WHAT THE EXERCISE ASKS => Beneath this task are records; count how many lines include the string "Target" and answer with that number alone.

MATERIAL TO PROCESS =>
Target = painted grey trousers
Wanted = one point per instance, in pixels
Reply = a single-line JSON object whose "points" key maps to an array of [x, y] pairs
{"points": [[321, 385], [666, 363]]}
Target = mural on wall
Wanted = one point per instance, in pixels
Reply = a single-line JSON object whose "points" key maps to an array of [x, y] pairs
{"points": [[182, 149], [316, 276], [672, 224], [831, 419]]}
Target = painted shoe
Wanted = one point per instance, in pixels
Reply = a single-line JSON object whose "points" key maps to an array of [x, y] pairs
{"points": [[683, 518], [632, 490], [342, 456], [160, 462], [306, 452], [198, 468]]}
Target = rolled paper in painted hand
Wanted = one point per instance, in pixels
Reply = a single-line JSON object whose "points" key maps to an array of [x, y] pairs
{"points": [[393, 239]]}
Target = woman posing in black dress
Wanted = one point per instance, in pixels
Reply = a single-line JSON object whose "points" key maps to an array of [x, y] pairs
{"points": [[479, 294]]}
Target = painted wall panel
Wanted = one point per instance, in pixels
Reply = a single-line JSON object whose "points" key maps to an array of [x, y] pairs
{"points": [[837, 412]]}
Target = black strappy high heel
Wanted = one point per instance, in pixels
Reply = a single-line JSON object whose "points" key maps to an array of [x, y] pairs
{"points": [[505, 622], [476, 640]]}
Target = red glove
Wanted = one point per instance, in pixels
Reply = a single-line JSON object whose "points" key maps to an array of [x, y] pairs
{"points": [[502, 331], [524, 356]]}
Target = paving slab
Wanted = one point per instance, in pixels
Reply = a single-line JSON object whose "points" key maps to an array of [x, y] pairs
* * *
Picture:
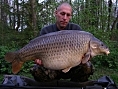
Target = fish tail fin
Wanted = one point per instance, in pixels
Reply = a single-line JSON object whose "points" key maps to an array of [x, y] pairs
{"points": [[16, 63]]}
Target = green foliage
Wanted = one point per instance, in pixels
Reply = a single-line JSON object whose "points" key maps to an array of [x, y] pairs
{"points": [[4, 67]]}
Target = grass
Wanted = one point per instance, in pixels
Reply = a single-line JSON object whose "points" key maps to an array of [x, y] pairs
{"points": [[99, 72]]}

RESPONSE TO THIS EXERCISE => 12